::: PODANY TEKST

Rodzaj wosku ma znaczenie przy dodawaniu olejków zapachowych, ponieważ każdy z nich ma inny wygląd, parametry fizyko-chemiczne oraz właściwości. W związku z tym dany rodzaj wosku może przyjmować zapach w innym zakresie. Najczęściej wosk sojowy przyjmuje od 6 do 12 % zapachu. Oznacza to, że na 100 g świecy można dać maksymalnie 12 g zapachu. Ostatecznie dozwolone ilości olejków zapachowych należy odczytać z karty technicznej producenta wosku sojowego.

::::::
::: DOSTARCZONY WYKAZ

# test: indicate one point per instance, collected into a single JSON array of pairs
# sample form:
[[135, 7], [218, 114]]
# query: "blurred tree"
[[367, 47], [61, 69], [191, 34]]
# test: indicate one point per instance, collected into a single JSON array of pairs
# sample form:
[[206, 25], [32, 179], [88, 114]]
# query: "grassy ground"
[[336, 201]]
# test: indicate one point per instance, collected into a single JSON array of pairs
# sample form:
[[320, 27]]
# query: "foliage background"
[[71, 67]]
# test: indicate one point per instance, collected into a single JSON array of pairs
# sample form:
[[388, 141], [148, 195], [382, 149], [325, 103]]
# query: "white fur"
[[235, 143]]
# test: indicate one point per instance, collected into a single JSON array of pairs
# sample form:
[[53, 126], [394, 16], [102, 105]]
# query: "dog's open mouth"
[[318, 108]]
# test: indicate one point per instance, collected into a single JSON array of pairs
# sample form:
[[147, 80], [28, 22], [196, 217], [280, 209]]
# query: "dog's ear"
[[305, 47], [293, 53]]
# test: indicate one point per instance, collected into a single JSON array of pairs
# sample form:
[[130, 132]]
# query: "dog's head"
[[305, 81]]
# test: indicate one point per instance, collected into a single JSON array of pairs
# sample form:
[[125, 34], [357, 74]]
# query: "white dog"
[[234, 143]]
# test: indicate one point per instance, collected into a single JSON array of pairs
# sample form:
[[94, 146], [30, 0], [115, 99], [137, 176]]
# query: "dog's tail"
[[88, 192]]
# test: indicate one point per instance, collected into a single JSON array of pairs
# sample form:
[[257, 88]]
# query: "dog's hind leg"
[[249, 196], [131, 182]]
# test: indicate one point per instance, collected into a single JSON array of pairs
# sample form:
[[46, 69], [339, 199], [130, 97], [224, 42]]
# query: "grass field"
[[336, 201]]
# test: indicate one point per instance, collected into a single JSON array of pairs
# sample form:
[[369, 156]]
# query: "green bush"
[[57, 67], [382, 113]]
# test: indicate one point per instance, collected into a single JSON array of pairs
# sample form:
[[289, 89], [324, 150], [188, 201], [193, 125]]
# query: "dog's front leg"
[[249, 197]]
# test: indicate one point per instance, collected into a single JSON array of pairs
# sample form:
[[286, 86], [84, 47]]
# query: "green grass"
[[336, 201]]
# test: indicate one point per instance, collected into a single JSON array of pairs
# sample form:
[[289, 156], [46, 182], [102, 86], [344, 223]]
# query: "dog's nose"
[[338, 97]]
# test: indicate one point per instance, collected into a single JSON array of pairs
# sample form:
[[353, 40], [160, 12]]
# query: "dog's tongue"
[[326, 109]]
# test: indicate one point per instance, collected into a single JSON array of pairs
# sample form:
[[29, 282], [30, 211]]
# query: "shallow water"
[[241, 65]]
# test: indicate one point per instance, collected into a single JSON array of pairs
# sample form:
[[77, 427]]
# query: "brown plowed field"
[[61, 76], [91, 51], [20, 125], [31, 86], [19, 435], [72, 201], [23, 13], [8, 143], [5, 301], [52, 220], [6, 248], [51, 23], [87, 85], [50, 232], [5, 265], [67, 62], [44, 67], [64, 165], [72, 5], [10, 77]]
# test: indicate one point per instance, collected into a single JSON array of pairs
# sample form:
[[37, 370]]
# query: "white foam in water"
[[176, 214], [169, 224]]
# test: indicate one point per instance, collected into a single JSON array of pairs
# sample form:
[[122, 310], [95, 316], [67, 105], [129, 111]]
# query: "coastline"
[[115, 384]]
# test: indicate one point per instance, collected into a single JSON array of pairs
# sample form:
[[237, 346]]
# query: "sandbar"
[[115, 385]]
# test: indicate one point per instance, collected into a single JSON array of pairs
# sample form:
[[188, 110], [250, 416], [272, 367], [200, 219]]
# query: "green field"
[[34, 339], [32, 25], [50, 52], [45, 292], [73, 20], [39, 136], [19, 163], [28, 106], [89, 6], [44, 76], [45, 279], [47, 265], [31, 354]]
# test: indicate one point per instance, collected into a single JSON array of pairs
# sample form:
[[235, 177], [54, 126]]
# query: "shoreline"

::::::

ZADANIE PISEMNE 1: Ile gramów zapachu można maksymalnie dodać na 100 g świecy według tekstu o wosku sojowym?
ZADANIE PISEMNE 2: Przepisz fragment tekstu o wosku sojowym. Zacznij od słów „Rodzaj wosku ma” i zakończ po słowach „producenta wosku sojowego.”.
ZADANIE PISEMNE 3: Napisz dalszy ciąg tekstu o wosku sojowym, rozpoczynając od miejsca, w którym tekst się kończy.
Wykaz stanowi materiał odrębny od tekstu.

WYNIK ZADANIA 1: Maksymalnie 12 g zapachu.

WYNIK ZADANIA 2:
Rodzaj wosku ma znaczenie przy dodawaniu olejków zapachowych, ponieważ każdy z nich ma inny wygląd, parametry fizyko-chemiczne oraz właściwości. W związku z tym dany rodzaj wosku może przyjmować zapach w innym zakresie. Najczęściej wosk sojowy przyjmuje od 6 do 12 % zapachu. Oznacza to, że na 100 g świecy można dać maksymalnie 12 g zapachu. Ostatecznie dozwolone ilości olejków zapachowych należy odczytać z karty technicznej producenta wosku sojowego.

WYNIK ZADANIA 3:
Wosk sojowy do świec

Kilka słów na koniec…

Tak wyglądają pokrótce moje doświadczenia z woskami. Wiele jeszcze w tym temacie nie wiem, ale ciągle się uczę, poszukuję odpowiedzi, eksperymentują i czasami mocno się zaskakuję (pozytywnie i negatywnie). Praktyka czyni mistrza, by stworzyć dobrą technicznie świecę trzeba dużo czasu, cierpliwości i eksperymentów. Ale jaka jest radość i satysfakcja gdy się w końcu uda osiągnąć cel.


Autorką wpisu jest Ania Trościańczyk, właścicielka Manufaktury Lwy na Gzymsie. Ania tworzy niezapomniane zapachy, które zamyka w pięknych przedmiotach – świecach, woskowych tabliczkach i woskach do kominka. Ponadto inspiruje ludzi oraz zabiera ich w odległe aromatyczne podróże. Pomaga się zrelaksować dbając o głębokie potrzeby otaczania się pięknem.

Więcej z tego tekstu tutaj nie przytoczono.